• Required task: Substitute "vinyl siding" for "stucco siding" in the lines starting at the one containing "If you could point to the arched" and ending at the last line, changing nothing else. Give only those lines.
** START OF Raw records **
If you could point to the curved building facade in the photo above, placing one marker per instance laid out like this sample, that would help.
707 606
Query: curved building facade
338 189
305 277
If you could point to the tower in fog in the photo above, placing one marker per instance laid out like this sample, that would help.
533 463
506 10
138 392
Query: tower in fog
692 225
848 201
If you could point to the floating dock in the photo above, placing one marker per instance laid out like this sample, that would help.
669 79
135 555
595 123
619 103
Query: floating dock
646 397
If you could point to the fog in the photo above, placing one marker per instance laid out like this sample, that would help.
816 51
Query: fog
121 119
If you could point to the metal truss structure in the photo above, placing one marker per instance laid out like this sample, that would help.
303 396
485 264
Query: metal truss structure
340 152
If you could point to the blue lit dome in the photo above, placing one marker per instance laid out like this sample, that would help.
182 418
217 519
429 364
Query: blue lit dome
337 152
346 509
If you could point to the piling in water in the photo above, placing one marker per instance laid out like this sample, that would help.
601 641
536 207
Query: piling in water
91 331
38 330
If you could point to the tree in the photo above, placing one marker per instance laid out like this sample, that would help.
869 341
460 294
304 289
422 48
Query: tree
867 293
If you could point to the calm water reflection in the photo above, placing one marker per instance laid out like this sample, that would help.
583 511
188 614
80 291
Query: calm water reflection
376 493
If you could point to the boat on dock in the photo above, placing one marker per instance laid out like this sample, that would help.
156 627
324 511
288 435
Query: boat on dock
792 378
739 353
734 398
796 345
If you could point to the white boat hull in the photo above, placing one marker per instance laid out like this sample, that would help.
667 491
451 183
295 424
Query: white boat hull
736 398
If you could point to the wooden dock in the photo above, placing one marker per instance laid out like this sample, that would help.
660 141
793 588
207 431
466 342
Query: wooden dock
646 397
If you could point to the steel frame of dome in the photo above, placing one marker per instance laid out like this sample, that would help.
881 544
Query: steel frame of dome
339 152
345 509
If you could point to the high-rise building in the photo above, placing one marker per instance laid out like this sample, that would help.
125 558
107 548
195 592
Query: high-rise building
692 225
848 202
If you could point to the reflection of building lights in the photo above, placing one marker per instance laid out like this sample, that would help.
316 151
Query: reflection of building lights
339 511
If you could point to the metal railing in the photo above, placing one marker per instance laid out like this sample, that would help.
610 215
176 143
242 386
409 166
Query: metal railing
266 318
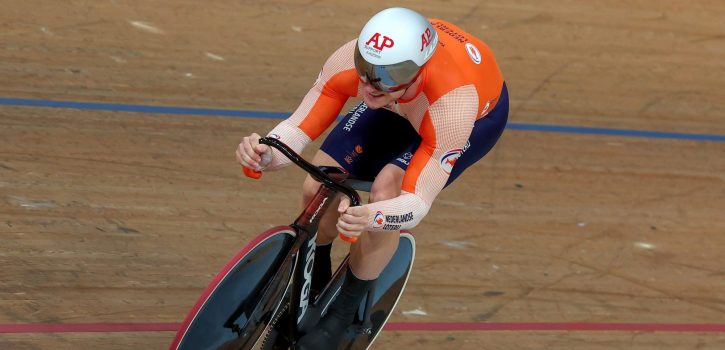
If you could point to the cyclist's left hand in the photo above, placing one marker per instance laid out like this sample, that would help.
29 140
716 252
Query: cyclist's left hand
353 220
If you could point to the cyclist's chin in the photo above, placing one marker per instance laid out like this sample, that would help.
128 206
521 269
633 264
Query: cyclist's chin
378 100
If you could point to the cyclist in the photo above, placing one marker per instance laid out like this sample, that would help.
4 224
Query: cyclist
433 103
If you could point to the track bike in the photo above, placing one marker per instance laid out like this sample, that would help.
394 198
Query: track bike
261 298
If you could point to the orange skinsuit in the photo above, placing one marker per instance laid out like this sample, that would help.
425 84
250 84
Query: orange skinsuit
460 84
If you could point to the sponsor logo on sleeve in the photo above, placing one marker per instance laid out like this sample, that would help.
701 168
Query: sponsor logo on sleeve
405 159
448 160
378 220
473 53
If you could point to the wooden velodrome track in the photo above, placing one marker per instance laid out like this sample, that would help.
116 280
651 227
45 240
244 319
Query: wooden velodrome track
606 234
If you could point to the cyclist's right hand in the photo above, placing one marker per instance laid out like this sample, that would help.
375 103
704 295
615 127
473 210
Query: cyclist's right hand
252 154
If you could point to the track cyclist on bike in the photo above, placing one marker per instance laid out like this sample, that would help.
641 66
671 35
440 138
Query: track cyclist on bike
433 103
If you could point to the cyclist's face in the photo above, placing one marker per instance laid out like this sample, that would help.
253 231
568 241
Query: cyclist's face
377 99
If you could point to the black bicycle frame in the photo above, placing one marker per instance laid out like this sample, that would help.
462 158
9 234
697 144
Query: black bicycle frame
301 255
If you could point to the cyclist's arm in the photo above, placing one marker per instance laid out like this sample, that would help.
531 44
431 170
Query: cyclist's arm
445 128
337 82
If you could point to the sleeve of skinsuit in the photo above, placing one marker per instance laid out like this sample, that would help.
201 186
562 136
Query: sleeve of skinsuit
445 130
337 82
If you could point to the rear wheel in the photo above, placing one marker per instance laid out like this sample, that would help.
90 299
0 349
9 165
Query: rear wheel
221 313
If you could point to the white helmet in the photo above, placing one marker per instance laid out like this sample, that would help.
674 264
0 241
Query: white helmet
393 47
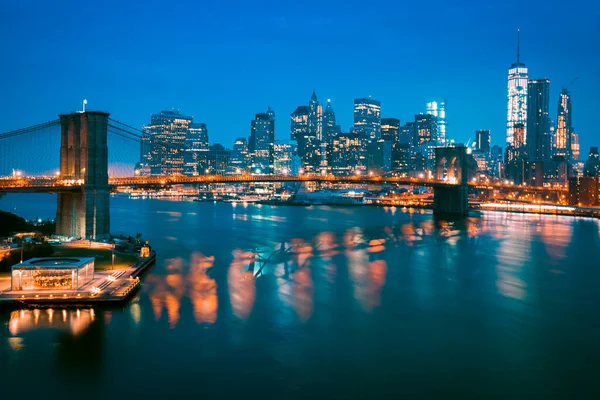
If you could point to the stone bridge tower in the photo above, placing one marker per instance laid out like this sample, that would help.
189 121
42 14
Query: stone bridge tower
84 155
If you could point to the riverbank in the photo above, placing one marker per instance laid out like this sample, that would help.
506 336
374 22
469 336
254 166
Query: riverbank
107 287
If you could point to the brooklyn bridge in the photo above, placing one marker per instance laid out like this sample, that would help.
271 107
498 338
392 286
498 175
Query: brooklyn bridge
83 182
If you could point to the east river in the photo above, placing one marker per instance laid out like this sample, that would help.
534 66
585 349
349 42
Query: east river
366 303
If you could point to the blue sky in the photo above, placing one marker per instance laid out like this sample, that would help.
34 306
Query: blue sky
224 61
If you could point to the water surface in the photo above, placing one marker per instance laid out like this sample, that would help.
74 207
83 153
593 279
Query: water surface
367 303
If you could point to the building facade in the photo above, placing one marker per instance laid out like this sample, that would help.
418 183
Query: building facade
367 118
262 140
164 145
517 97
196 143
538 120
390 129
438 110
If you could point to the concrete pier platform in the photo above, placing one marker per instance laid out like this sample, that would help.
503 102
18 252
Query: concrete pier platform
107 287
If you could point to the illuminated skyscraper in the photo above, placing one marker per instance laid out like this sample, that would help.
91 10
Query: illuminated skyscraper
165 137
283 157
438 110
538 120
196 142
315 118
239 156
564 127
329 126
426 129
262 139
406 133
482 141
299 124
390 128
574 146
592 165
517 97
367 118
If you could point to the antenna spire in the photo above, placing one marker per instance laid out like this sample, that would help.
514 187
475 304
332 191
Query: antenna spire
518 45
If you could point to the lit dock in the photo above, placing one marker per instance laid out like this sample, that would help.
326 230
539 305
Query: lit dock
106 287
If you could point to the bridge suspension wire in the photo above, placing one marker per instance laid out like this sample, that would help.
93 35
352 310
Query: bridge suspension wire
125 125
125 131
29 129
31 151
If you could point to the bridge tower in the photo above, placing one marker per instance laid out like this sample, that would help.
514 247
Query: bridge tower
451 166
84 155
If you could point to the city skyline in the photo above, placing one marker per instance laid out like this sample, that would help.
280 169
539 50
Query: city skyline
131 85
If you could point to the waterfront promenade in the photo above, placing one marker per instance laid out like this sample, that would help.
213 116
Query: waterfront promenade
106 287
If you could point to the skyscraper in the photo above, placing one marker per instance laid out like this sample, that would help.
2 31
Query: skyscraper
426 129
283 157
564 127
196 142
406 133
329 125
482 141
574 147
315 117
538 120
299 124
262 139
438 110
390 129
517 97
239 156
367 118
592 165
165 137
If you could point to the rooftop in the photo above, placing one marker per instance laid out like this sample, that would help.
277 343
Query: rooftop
54 262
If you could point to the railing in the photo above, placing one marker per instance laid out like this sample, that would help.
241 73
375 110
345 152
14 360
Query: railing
56 183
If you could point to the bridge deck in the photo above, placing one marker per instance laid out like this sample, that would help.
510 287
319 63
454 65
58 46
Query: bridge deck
53 185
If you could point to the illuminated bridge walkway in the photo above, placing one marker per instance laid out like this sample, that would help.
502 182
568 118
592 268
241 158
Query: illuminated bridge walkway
75 157
56 184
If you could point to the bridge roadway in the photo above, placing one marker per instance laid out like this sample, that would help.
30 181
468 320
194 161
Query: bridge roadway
54 184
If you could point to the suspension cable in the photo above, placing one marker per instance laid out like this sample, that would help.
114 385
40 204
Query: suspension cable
29 129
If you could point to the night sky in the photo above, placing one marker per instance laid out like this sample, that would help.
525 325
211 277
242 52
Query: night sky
222 62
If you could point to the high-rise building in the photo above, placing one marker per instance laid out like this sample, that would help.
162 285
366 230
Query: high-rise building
426 129
517 97
299 123
564 127
438 110
215 161
196 142
164 143
283 157
390 129
406 133
538 120
262 139
329 126
367 118
315 117
348 155
519 142
592 165
307 129
482 141
401 158
239 162
379 159
575 147
496 165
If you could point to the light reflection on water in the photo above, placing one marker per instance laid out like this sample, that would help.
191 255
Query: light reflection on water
301 293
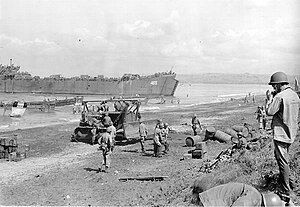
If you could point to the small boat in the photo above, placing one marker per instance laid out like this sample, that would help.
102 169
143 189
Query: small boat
18 109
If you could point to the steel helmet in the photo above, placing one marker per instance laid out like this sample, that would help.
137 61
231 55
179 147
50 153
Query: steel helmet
272 199
278 77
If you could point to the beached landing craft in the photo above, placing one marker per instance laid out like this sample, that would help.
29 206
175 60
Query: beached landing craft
130 85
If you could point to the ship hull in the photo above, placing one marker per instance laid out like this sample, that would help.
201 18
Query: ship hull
154 86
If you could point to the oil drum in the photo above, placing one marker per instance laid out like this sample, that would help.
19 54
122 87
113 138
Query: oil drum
210 132
222 136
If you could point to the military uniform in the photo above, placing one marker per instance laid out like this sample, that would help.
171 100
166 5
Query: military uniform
156 143
284 108
105 142
143 131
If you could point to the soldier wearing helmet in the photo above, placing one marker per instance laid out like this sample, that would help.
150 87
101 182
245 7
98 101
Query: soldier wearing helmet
106 143
283 104
233 194
196 124
143 131
113 134
106 120
165 133
157 140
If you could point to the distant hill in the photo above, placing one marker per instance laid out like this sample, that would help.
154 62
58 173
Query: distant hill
225 78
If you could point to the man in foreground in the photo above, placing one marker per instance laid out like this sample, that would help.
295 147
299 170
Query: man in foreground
283 104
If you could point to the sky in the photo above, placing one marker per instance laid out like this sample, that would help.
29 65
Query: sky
113 37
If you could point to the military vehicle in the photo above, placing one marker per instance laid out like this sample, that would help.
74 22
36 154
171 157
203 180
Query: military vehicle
124 115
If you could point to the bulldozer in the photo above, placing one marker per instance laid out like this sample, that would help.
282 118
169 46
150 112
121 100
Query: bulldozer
124 115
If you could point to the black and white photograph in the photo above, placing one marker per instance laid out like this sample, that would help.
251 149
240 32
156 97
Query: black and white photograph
149 103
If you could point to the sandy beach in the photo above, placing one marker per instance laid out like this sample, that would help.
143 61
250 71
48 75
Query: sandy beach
59 172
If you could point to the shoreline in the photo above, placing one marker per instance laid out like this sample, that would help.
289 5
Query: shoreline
167 109
59 172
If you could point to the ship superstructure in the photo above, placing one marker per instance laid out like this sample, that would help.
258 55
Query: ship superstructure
14 81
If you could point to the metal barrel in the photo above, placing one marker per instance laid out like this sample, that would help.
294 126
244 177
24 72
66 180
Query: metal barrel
222 136
192 140
201 146
231 132
210 132
242 129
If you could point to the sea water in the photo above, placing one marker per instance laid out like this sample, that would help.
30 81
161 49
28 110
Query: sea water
186 95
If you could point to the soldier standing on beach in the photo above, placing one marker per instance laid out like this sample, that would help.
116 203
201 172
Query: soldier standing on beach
195 124
113 134
143 131
157 141
106 144
283 104
106 120
165 133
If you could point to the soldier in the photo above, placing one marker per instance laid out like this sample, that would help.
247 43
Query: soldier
106 120
165 133
143 131
157 142
259 117
105 142
196 124
113 134
158 122
283 104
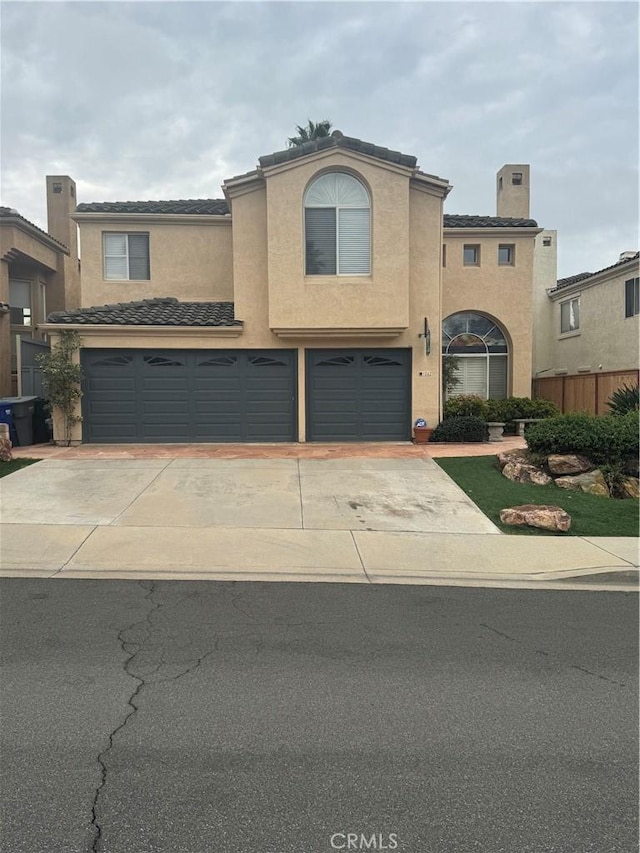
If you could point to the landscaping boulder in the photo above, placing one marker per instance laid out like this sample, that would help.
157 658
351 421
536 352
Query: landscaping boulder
569 463
531 515
629 488
592 483
520 454
523 472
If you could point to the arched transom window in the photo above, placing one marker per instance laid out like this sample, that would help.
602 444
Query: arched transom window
337 226
482 353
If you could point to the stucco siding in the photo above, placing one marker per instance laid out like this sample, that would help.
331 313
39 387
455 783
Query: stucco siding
502 292
187 260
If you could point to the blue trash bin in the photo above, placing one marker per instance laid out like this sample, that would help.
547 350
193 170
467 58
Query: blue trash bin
** END OF Raw records **
• Result:
If you could point to the arched transom window in the photo above, placing one marker per instance laid out like this sample, that would help.
602 444
Query: arched transom window
337 226
482 353
If you could point to the vinyl siding in the photo above, placing one marker per instance laid out like this sample, that would help.
331 313
39 387
455 783
Query: vinyl siding
502 292
187 260
If you could point to the blue trash bin in the photo above, placing one marker per instance laid out like this sample, that would help.
547 350
193 170
467 58
Query: blue trash bin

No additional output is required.